WRITTEN PROBLEM ::
Return every line of the material below that contains the string "eyebrow", matching case exactly.

WORKING DATA ::
-------------------------

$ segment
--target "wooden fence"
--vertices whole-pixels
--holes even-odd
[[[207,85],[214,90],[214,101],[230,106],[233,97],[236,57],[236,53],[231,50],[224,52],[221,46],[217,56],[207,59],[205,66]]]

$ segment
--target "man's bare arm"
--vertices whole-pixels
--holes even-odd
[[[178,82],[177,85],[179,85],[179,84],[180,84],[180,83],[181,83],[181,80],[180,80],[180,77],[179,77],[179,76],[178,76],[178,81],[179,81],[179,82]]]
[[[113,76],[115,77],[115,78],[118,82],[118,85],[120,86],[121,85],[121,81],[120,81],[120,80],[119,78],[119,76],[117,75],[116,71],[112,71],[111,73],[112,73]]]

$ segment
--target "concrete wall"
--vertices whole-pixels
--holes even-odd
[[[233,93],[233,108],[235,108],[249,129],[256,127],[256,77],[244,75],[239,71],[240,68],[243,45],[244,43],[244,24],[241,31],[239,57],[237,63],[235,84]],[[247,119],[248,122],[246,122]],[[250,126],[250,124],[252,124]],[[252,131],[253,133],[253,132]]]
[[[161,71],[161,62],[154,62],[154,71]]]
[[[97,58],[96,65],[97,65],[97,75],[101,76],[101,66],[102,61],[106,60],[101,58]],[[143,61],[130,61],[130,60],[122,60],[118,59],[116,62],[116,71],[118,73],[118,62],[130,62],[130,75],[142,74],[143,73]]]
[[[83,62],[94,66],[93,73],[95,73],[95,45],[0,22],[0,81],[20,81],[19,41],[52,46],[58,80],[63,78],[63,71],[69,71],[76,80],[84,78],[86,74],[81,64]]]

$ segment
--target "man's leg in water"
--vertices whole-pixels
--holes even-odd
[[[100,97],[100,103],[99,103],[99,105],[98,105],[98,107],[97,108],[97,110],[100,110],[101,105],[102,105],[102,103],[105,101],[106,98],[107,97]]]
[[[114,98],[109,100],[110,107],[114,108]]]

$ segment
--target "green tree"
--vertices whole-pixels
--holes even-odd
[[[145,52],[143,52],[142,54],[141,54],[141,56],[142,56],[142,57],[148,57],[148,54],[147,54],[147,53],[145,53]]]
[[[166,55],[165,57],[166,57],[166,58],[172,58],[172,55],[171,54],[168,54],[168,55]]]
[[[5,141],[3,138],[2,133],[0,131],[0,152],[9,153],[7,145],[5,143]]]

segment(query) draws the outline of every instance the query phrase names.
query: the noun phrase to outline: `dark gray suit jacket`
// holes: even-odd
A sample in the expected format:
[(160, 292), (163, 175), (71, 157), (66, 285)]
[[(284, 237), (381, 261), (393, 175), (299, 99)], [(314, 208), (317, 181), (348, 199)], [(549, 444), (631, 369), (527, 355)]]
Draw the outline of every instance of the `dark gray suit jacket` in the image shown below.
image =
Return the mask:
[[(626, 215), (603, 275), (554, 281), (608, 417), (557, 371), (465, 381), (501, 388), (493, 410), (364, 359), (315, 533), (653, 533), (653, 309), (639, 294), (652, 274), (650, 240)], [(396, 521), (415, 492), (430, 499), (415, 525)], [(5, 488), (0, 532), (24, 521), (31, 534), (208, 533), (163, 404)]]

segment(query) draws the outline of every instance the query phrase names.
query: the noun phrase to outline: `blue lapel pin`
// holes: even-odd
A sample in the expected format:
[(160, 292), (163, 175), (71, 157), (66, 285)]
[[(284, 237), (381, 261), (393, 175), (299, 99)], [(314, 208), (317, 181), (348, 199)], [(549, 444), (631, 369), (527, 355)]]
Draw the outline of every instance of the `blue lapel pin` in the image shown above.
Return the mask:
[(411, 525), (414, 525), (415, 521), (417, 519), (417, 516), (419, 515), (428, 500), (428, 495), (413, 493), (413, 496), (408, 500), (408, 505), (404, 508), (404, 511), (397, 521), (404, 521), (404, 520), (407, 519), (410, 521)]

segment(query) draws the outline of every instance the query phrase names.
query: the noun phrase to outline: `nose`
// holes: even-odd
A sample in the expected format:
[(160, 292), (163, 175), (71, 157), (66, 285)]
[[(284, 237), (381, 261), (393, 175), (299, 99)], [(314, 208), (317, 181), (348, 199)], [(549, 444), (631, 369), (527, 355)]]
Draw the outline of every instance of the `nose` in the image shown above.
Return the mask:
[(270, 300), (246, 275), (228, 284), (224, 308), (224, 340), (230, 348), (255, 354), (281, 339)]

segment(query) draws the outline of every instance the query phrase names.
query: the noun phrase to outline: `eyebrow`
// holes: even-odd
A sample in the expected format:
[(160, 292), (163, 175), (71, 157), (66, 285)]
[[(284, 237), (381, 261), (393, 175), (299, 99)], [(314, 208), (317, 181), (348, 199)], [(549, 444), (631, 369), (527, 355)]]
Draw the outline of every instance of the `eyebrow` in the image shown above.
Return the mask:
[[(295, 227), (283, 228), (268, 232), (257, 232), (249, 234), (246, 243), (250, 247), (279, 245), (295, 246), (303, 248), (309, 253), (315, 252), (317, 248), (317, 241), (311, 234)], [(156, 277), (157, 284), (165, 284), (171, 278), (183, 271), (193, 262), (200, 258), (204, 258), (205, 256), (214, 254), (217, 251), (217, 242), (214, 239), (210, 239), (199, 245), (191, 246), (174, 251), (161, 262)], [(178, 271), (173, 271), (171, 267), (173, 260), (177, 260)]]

-------------------------

EXERCISE OUTPUT ::
query: the noun phrase to outline: `eyebrow`
Draw the outline of every instance of the `eyebrow` in the image shown above.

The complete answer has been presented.